[Data excerpts]

▼▼▼

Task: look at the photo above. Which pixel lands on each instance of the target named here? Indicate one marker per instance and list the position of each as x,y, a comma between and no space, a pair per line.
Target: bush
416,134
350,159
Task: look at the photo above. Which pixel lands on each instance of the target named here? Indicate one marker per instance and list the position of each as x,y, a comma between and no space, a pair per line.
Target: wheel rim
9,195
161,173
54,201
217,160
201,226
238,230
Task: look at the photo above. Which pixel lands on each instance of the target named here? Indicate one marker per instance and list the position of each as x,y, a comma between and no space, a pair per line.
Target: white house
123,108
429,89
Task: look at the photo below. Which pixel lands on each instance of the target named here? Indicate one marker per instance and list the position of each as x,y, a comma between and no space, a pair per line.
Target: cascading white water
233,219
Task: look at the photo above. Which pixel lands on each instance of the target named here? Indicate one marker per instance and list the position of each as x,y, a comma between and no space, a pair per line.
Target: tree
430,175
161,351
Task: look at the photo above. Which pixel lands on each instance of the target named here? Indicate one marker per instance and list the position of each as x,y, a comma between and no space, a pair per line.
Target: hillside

▲▲▲

» **REQUIRED WORK**
Output each record precisely as written.

» **SOLUTION FOR THIS EXERCISE**
Task: look at the photo above. Which pixel lands on each instance of the target named here? Indicate one marker per instance and list the position of each as x,y, a comma between and no space, a pair per line.
Target: bush
416,134
350,159
Task: look at the photo above. Which pixel lands on each instance of the target named here? Indicate one marker per instance and list the position of each as x,y, a comma between and no space, a pair per line.
Target: wheel rim
9,195
161,173
54,201
217,160
201,226
238,230
Task: look at the photo above. Which pixel lands on each instance of the target named here? Indicate one marker per instance and list the position of each as x,y, a comma between and no space, a pair per line.
Target: white house
123,108
429,89
Task: look at the photo below. Which pixel lands on each instance of the target named here? Indicate one marker per instance and list the position of each as x,y, a comma between and no space, a pair per line.
Target: cascading white water
233,219
Task: look at the photo above. Which pixel lands on each instance of the target named here? Indicate one marker per instance and list the position of each as x,y, a comma between and no space, a pair per line.
Target: tree
430,175
161,351
Task: look at the photo above. Which pixel lands on each instance of the target named here? Indicate one marker per instance and list the position of each as x,y, a comma between and no space, a pair per line.
Target: hillside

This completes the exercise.